* _Short exercise_: Copy every line of the records below without changing a single character.

An excerpt from a data file:
□ □ □ □ □

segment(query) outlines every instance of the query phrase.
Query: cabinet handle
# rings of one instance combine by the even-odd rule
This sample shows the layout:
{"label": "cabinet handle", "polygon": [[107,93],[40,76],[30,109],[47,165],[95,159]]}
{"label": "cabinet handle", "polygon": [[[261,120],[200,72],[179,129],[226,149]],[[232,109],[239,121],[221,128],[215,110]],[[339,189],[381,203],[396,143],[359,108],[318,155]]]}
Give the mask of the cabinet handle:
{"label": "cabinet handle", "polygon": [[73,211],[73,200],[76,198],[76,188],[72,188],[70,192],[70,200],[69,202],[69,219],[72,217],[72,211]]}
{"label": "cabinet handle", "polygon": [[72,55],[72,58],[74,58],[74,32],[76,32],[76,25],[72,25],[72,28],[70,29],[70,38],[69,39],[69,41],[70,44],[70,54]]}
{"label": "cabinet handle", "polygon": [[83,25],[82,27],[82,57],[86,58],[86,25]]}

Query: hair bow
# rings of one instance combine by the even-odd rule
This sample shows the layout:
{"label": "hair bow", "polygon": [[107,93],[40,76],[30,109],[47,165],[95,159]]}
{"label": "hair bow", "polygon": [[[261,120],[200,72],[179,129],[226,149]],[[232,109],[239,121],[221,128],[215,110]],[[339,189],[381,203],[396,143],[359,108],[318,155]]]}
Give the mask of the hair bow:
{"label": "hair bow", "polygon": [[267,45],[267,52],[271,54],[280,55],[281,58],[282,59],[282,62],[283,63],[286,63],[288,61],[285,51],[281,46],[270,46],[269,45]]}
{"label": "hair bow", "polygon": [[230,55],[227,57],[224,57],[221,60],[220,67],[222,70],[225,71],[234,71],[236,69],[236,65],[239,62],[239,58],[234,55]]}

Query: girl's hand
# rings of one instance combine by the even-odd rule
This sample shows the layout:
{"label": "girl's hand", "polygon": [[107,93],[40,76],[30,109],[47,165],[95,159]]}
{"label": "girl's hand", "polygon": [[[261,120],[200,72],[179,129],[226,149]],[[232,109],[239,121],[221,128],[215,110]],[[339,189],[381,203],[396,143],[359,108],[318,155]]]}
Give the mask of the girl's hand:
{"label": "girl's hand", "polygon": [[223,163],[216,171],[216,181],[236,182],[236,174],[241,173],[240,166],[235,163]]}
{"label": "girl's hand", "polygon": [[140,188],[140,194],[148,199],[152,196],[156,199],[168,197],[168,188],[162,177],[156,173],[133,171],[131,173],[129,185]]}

□ □ □ □ □

* _Right answer_:
segment(query) outlines every instance of the query phrase.
Query: cabinet handle
# rings of one instance combine by the even-odd rule
This sample shows the layout:
{"label": "cabinet handle", "polygon": [[107,93],[40,76],[30,109],[47,165],[95,159]]}
{"label": "cabinet handle", "polygon": [[[261,120],[200,72],[179,129],[226,149]],[[232,109],[239,121],[221,128],[215,110]],[[339,189],[381,203],[396,143],[359,108],[318,155]]]}
Give the mask of the cabinet handle:
{"label": "cabinet handle", "polygon": [[73,211],[73,200],[76,198],[76,188],[72,188],[70,192],[70,200],[69,202],[69,219],[72,217],[72,211]]}
{"label": "cabinet handle", "polygon": [[72,55],[72,58],[74,58],[74,32],[76,32],[76,25],[72,25],[72,28],[70,29],[70,38],[69,39],[69,41],[70,44],[70,54]]}
{"label": "cabinet handle", "polygon": [[83,25],[82,27],[82,57],[86,58],[86,25]]}

Query: hair bow
# rings of one instance combine by the even-odd rule
This sample shows the layout:
{"label": "hair bow", "polygon": [[107,93],[40,76],[30,109],[47,165],[95,159]]}
{"label": "hair bow", "polygon": [[[261,120],[200,72],[179,129],[226,149]],[[232,109],[239,121],[221,128],[215,110]],[[339,189],[381,203],[396,143],[359,108],[318,155]]]}
Give the mask of the hair bow:
{"label": "hair bow", "polygon": [[267,45],[267,52],[271,54],[280,55],[281,58],[282,59],[282,62],[283,63],[286,63],[288,61],[285,51],[281,46],[270,46],[269,45]]}
{"label": "hair bow", "polygon": [[230,55],[227,57],[224,57],[221,60],[220,67],[222,70],[225,71],[234,71],[236,69],[236,65],[239,62],[239,58],[234,55]]}

Query: girl's hand
# rings of one instance combine by the even-odd rule
This sample shows the layout:
{"label": "girl's hand", "polygon": [[107,93],[40,76],[30,109],[47,165],[95,159]]}
{"label": "girl's hand", "polygon": [[[261,120],[200,72],[179,129],[226,149]],[[232,109],[239,121],[221,128],[215,110]],[[339,189],[381,203],[396,143],[359,108],[318,155]]]}
Give the mask of the girl's hand:
{"label": "girl's hand", "polygon": [[223,163],[216,171],[216,181],[236,182],[236,174],[241,173],[240,166],[235,163]]}
{"label": "girl's hand", "polygon": [[140,188],[140,194],[148,199],[152,196],[156,199],[168,197],[168,188],[162,177],[156,173],[133,171],[131,173],[129,185]]}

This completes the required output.